# 課題一覧
**1)** 大会長あいさつのうち、「近年、医療、福祉、教育などの」から「看護を語り合う」としました。」までを、両端の語句も含めて一字一句そのまま書き写しなさい。
**2)** 大会長あいさつを読み、次の問いに答えなさい。
(a) 今回の学術集会は第何回で、どこで開催されるか。
(b) 語りの力が認識されたことは、研究においては何の広まりとなったか。
(c) 今回の学術集会の大会テーマは何か。
**3)** 大会長あいさつの最後の文に続けて、その先の文章を書き進めなさい。

# 資料本文

::::::::::

大会長あいさつ

“語り”の後の精神保健看護を語り合う ~試される未来へ向けて~

大会長 吉野 淳一(札幌医科大学 保健医療学部)

 このたび、第27回の精神保健看護学会学術集会・総会を札幌で開催することになりました。本学会は、毎回、精神保健から精神科看護にわたる広い領域の精神看護に関する多彩なテーマを討論し、学び合い、さらなる精神看護の発展を目指す場となっております。

  近年、医療、福祉、教育などの場はもちろんのこと、精神保健看護の場でも語りの力が広く認識され、見直されてきました。これらは研究においては質的研究の広まりとなり、実践の場ではナラティヴ・セラピーをはじめとするさまざまな試みを生んできました。語りの力は、ますますその影響力を増していきそうに思われます。現在は、うつ病患者の増加や薬物依存の蔓延などが危惧されていますが、時代の先行きは不透明であり、世界的な規模で人々はさまざまな危機に遭遇する世の中になりました。精神保健看護に携わる我々も、常に時代の先を読んで変化に対応できるよう備えたいものです。そこで、第27回の精神保健看護学会学術集会では大会テーマを「“語り”の後の精神保健看護を語り合う」としました。

::::::::::

# 以下のデータ
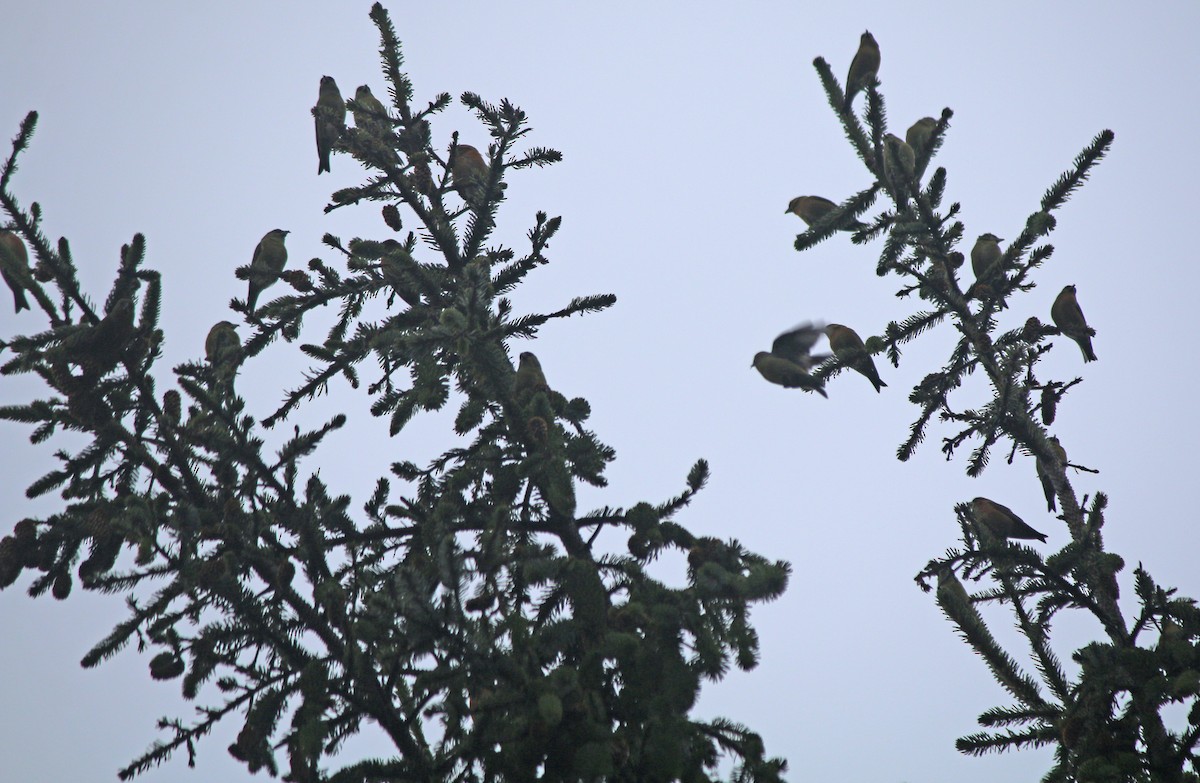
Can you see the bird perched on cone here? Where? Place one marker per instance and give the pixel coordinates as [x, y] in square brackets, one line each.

::::::::::

# 番号別解答
**1)**
近年、医療、福祉、教育などの場はもちろんのこと、精神保健看護の場でも語りの力が広く認識され、見直されてきました。これらは研究においては質的研究の広まりとなり、実践の場ではナラティヴ・セラピーをはじめとするさまざまな試みを生んできました。語りの力は、ますますその影響力を増していきそうに思われます。現在は、うつ病患者の増加や薬物依存の蔓延などが危惧されていますが、時代の先行きは不透明であり、世界的な規模で人々はさまざまな危機に遭遇する世の中になりました。精神保健看護に携わる我々も、常に時代の先を読んで変化に対応できるよう備えたいものです。そこで、第27回の精神保健看護学会学術集会では大会テーマを「“語り”の後の精神保健看護を語り合う」としました。

**2)**
(a) 第27回で、札幌で開催される。
(b) 質的研究の広まり。
(c) 「“語り”の後の精神保健看護を語り合う」

**3)**
  基調講演には聖路加国際大学の萱間真美先生をお迎えし、「精神科看護は当事者の言葉からはじまる -ストレングスモデル・質的研究における当事者の言葉のチカラ」について、また、教育講演には名古屋市立大学人間文化研究科から野村直樹先生をお迎えし、「ナラティヴとオープンダイアローグが来た道 ~ベイトソンという知の系譜」についてお話をいただきます。さらに、市民公開講座では、精神看護の知恵を災害時に生かしていただけるよう「災害時におけるメンタルケア」に関する講演を行う予定となっております。

  北海道の初夏を彩る花々と澄み渡る空の下、多数の方々にご参加いただき、これからの精神看護について議論していただけることを願っております。